> _JOB_: Copy out, word for word, the stretch of the listing below from the line containing "Kindly put a point on every instance of the arched" through the end of the listing.

____ DATASET EXTRACT

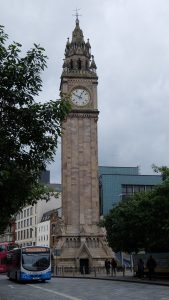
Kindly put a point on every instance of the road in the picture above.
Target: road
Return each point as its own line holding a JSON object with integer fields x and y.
{"x": 80, "y": 289}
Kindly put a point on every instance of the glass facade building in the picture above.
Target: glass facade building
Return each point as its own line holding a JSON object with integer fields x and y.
{"x": 116, "y": 183}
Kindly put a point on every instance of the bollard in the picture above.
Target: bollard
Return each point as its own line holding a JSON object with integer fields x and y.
{"x": 124, "y": 269}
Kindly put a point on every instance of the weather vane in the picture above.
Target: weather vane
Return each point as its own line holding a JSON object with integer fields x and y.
{"x": 77, "y": 14}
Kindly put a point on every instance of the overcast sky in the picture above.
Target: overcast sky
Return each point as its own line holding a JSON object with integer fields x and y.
{"x": 130, "y": 42}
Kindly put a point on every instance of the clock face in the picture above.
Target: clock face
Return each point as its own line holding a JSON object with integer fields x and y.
{"x": 80, "y": 97}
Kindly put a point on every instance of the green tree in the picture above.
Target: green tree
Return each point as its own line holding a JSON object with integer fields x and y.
{"x": 29, "y": 131}
{"x": 141, "y": 221}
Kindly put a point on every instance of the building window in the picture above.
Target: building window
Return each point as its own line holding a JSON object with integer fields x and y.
{"x": 31, "y": 210}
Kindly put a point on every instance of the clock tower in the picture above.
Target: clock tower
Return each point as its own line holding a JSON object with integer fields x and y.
{"x": 81, "y": 243}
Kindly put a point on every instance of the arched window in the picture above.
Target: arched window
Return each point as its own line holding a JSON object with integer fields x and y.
{"x": 71, "y": 64}
{"x": 79, "y": 64}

________

> _RESULT OF THIS EXERCISE_:
Kindly put a point on every instance of the arched window in the picture above.
Target: arched window
Return each point as its own line holding a JSON object with integer fields x and y.
{"x": 71, "y": 64}
{"x": 79, "y": 64}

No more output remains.